▶ **APPLY WHAT YOU READ**
- 1) The RCM primer below is followed by data. According to the primer, what positions does Marci A. Hamilton hold at CHILD USA?
- 2) In the RCM primer that follows, along with some data, extract the passage starting at "When I began writing" and ending at "online searches proved.", copying it word for word.
- 3) The RCM primer and some data appear below. Translate into Spanish this sentence from the primer: "Religious organizations in the US collectively have paid billions of dollars settling lawsuits with those they have harmed."

▶ **TEXT EXCERPT**
/---

A primer on RCM by Janet Heimlich

When I began writing my book, Breaking Their Will: Shedding Light on Religious Child Maltreatment, the term religious child maltreatment or RCM did not exist. At least Google at never heard of it, as numerous online searches proved.

This dearth of information indicated that there hadn’t been much study on the negative impacts of religious practices and beliefs on children. And when I began asking people about it, I learned that talking about the subject often made people uncomfortable and sometimes defensive.

But it’s important that we do talk about RCM, because it’s the first step toward eradicating it. But it’s not only children who benefit by having this conversation. Faith communities are also served. Consider that many churches, synagogues, and mosques are struggling to attract families. As the late Dr. Donald Capps of Princeton University Seminary explained in A Child’s Song:

This is not a pleasant subject, especially for those of us who have deep personal attachments to the Christian faith. But we dare not avoid the subject, for the abuse of children in the name of religion may well be the most significant reason for why they leave the faith when they are old enough to do so. We must ask ourselves: Who can blame them? Why should they not abandon the scene of their silent torment?

What is religious child maltreatment?

RCM is child abuse or neglect that is enabled by religious beliefs held by perpetrators, victims, and the surrounding community. It occurs when children are harmed as a result of religious belief, doctrine, or practice. Examples include using religious messages to terrorize children, refusing to report sexual abuse perpetrated by religious leaders, denying children needed medical care due to beliefs about “faith healing,” and beating children based on particular scriptural interpretations.

RCM is not new. There are plenty of examples in the Old Testament. But what is a recent phenomenon is our recognition that adults can abuse or neglect children in the midst of adhering to religious doctrines. Marci A. Hamilton, CEO and Academic Director of CHILD USA, writes in God vs. the Gavel:

The United States has a romantic attitude toward religious individuals and institutions, as though they are always doing what is right. The unrealistic belief that religion is always for the good . . . is a hazardous myth. . . . Horrible things have been done to children beneath the cloak of religion. Children have been raped, beaten, and permitted to die excruciating deaths.

As high-profile crimes against children have taken place in small and large religious organizations, more and more people are asking whether certain kinds of religious belief should be considered a risk factor of child abuse and neglect.

How pervasive is RCM?

Children throughout the US and the world suffer child abuse or neglect enabled by religious belief every day. The impacts of this maltreatment can have serious longterm effects and can even be fatal. Whether a child is raised Christian, Jewish, Muslim, or of any other faith, he or she is at risk, particularly if the adults responsible for their wellbeing are part of an authoritarian culture.

Religious organizations in the US collectively have paid billions of dollars settling lawsuits with those they have harmed. High-profile cases of religious child maltreatment regularly appear in the news. You can find memoirs written by survivors who grew up in just about every religion, spiritual group, and cult.

\---

▶ **EXTRACTED INFORMATION**

/---

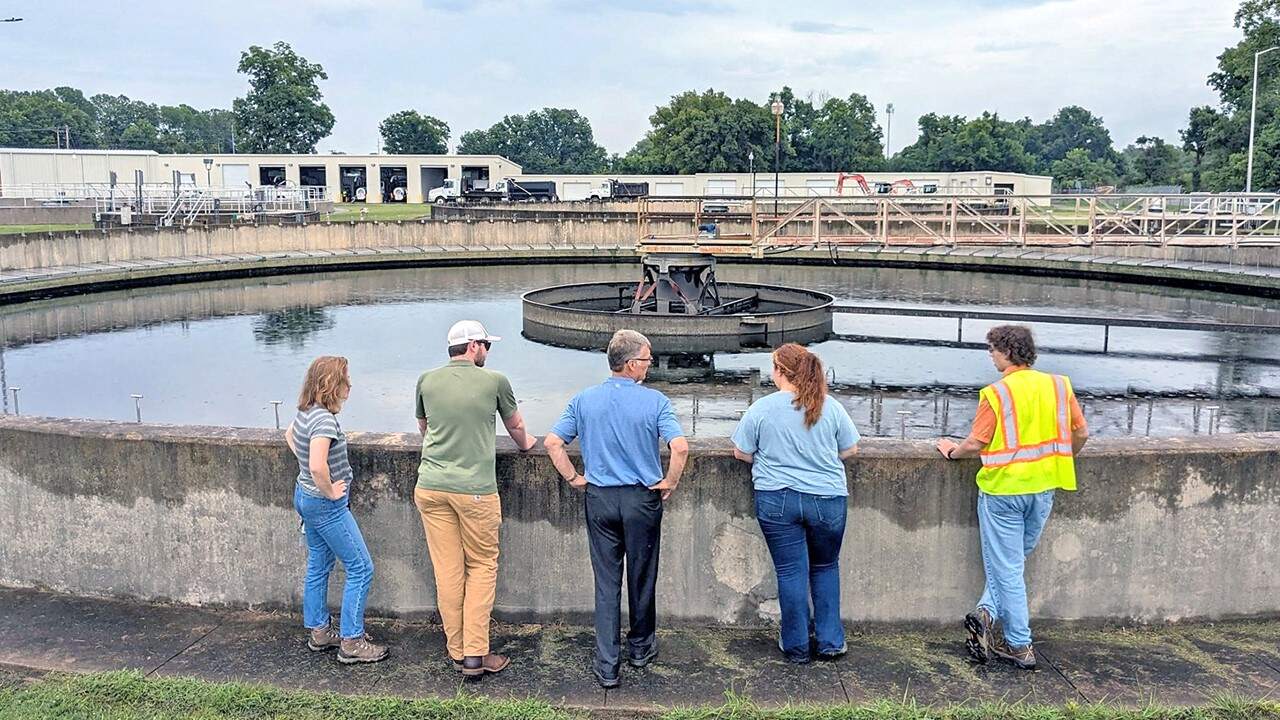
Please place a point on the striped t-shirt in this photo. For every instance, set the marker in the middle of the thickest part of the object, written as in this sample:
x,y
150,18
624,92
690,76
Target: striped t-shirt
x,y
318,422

\---
/---

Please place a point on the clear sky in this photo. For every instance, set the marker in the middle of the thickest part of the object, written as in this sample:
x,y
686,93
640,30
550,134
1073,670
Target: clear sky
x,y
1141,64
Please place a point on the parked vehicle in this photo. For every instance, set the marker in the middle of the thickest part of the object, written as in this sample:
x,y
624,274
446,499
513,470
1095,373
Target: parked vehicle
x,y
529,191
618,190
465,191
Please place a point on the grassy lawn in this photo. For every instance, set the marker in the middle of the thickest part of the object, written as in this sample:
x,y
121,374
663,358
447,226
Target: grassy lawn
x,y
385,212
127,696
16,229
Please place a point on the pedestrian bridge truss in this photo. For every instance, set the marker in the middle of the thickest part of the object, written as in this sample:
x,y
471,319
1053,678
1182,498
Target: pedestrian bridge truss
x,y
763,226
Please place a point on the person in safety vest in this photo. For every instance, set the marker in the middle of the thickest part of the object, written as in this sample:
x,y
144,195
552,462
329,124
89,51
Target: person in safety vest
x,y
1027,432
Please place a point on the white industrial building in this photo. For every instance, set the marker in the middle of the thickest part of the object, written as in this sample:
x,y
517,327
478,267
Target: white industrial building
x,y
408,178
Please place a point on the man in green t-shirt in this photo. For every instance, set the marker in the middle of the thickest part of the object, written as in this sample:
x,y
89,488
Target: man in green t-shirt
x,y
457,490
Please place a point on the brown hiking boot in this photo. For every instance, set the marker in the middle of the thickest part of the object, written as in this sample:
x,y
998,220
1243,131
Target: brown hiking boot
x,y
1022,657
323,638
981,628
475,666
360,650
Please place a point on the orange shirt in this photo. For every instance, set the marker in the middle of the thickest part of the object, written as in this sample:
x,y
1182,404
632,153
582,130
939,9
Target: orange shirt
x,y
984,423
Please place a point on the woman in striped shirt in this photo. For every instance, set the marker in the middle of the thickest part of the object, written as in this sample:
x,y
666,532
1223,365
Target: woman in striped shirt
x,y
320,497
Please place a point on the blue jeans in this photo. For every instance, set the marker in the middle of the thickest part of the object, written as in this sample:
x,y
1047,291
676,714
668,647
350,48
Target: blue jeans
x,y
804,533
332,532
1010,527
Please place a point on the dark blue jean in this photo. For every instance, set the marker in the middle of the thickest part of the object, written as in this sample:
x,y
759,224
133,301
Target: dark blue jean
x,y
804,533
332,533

\---

▶ **EXPECTED OUTPUTS**
- 1) She is CEO and Academic Director of CHILD USA.

- 2)
When I began writing my book, Breaking Their Will: Shedding Light on Religious Child Maltreatment, the term religious child maltreatment or RCM did not exist. At least Google at never heard of it, as numerous online searches proved.

- 3) Las organizaciones religiosas de los EE. UU. han pagado colectivamente miles de millones de dólares para resolver demandas con las personas a las que han perjudicado.